To Luz Marina Mateo, proud fighter, woman, and Afro-descendant
By Javier Surasky
Introduction
Gender
discrimination in the sciences, especially in STEM, is not a new topic, nor is it
“a matter of perceptions”: according to official UNESCO data, women researchers
represented 31.7% of researchers worldwide in 2022 (Straza et al., 2025) and,
in the specific field of AI, there are field-specific gaps: in almost all of
the 43 countries analyzed in Stanford’s AI Index 2025 report (Maslej et al.,
2025:23–26), women show a lower “skills penetration” and “talent concentration”
index than men.
In other
words: inequality does not only affect who enters science and technology, but
also who reaches the spaces where the AI agenda is decided and, consequently,
the “truths” it produces, through multiple mechanisms that have already been
well studied by authors such as Margaret Rossiter (1995), who has documented
the multiple barriers that historically limited women’s participation and
recognition in scientific disciplines; Londa Schiebinger (1999), who made it
clear that it is not a quantitative but a qualitative problem from the moment
that gender shapes the questions and influences what is “sayable” in the
answers; Janet Abbate (2012), who describes how the patriarchal culture of the
computational field defined what should be understood as “expert work”; and
Judy Wajcman and Erin Young, who denounce that digital technologies “are
socially shaped by gender power relations” (Wajcman & Young, 2023:49).
When examining
AI from a gender perspective, it becomes clear that women’s contributions have
historically been undervalued or rendered invisible, a pattern that is
increasingly relevant given its impact on model training and bias.

• **PROMPT 1**: Reproduce the records below verbatim, starting at the line containing "of the sheep" and continuing through the final line of the records.
The passage on gender and AI has no connection to the records that follow it.

• **STORED ROWS**:
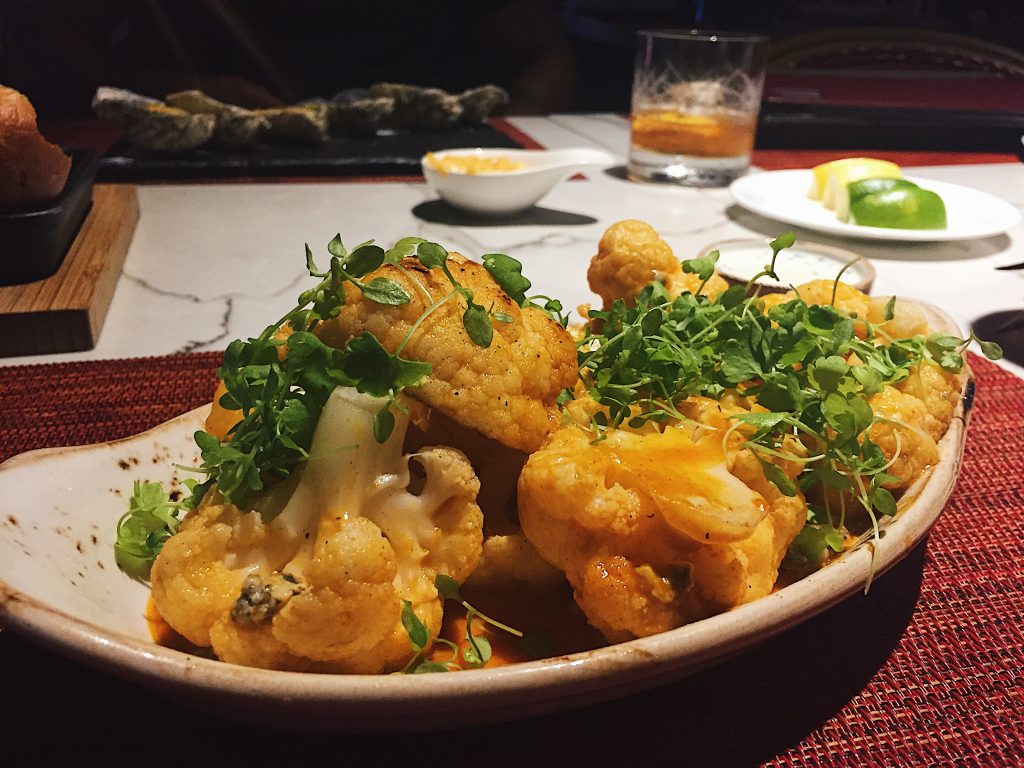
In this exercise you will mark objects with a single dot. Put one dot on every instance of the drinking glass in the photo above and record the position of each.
(695, 102)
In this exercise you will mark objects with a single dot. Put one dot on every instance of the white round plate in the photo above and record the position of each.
(782, 196)
(59, 586)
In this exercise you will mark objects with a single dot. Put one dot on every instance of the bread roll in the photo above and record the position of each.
(32, 170)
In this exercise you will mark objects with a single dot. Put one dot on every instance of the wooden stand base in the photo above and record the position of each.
(64, 312)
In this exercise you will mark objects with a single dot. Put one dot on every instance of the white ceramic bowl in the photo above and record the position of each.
(740, 259)
(508, 193)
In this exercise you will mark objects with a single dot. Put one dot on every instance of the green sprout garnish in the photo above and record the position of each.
(281, 396)
(477, 650)
(646, 359)
(152, 519)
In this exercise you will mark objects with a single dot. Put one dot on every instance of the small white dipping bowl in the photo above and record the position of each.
(508, 193)
(740, 259)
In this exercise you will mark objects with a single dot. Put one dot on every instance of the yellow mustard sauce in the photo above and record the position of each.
(473, 164)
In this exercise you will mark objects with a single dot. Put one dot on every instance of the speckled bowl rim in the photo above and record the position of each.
(394, 702)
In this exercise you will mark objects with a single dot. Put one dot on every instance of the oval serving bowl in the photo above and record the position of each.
(59, 587)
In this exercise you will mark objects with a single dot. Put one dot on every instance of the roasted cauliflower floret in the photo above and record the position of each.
(313, 578)
(507, 390)
(898, 430)
(939, 390)
(907, 321)
(630, 256)
(652, 530)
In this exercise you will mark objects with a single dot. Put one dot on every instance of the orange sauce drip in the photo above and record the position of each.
(720, 134)
(162, 633)
(550, 620)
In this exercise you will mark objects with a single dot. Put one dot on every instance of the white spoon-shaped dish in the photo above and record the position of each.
(508, 193)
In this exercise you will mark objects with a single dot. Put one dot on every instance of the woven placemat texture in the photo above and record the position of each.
(925, 670)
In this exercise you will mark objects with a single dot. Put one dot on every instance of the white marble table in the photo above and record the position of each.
(213, 262)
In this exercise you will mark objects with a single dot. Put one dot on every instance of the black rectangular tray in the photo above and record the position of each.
(386, 155)
(35, 241)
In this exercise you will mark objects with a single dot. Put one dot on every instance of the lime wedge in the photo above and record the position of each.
(859, 189)
(900, 209)
(844, 171)
(862, 168)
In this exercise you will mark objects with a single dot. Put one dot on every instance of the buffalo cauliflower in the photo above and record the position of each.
(630, 256)
(506, 390)
(314, 576)
(655, 529)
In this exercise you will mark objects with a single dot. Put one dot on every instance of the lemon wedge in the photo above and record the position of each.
(900, 208)
(827, 178)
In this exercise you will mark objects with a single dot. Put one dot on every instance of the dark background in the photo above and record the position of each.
(553, 55)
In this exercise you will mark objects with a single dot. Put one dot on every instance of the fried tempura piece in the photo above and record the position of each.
(507, 390)
(656, 529)
(320, 585)
(632, 255)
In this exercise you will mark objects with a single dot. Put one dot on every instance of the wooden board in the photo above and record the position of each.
(65, 312)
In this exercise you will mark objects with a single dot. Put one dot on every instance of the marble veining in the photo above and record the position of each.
(214, 262)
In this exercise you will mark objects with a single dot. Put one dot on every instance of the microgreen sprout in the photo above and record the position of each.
(152, 518)
(473, 654)
(281, 380)
(797, 359)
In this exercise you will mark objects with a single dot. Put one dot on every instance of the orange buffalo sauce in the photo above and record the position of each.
(551, 622)
(162, 633)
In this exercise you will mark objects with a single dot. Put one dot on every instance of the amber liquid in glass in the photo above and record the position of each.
(720, 134)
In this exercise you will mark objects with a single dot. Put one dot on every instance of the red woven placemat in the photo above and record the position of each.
(925, 670)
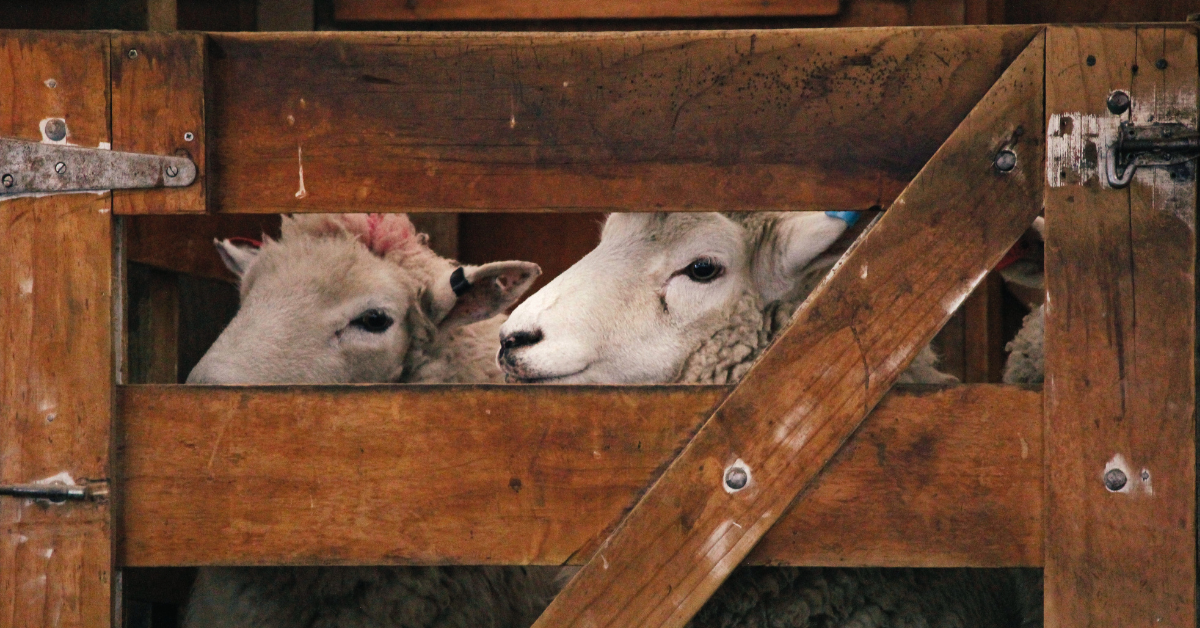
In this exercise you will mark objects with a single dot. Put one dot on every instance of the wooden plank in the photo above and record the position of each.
(935, 477)
(729, 120)
(427, 10)
(55, 342)
(847, 345)
(159, 108)
(1120, 336)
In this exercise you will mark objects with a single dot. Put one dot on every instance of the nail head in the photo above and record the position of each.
(1115, 479)
(1006, 160)
(736, 478)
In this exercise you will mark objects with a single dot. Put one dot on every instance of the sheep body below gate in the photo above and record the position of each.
(357, 298)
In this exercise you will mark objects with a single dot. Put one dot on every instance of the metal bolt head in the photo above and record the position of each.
(1119, 102)
(55, 130)
(1006, 160)
(1115, 479)
(736, 478)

• **PROMPT 2**: Write out the passage on gender and AI word for word, from "When examining" up to and including "training and bias.".

• **CORRECT RESPONSE 1**:
In this exercise you will mark objects with a single dot. Put one dot on every instance of the sheep body below gate in the photo above and record the position of each.
(357, 298)
In this exercise you will mark objects with a single dot. Put one dot on every instance of the metal bolt head in the photo above and record the position of each.
(1119, 102)
(55, 130)
(1006, 160)
(1115, 479)
(736, 478)

• **CORRECT RESPONSE 2**:
When examining
AI from a gender perspective, it becomes clear that women’s contributions have
historically been undervalued or rendered invisible, a pattern that is
increasingly relevant given its impact on model training and bias.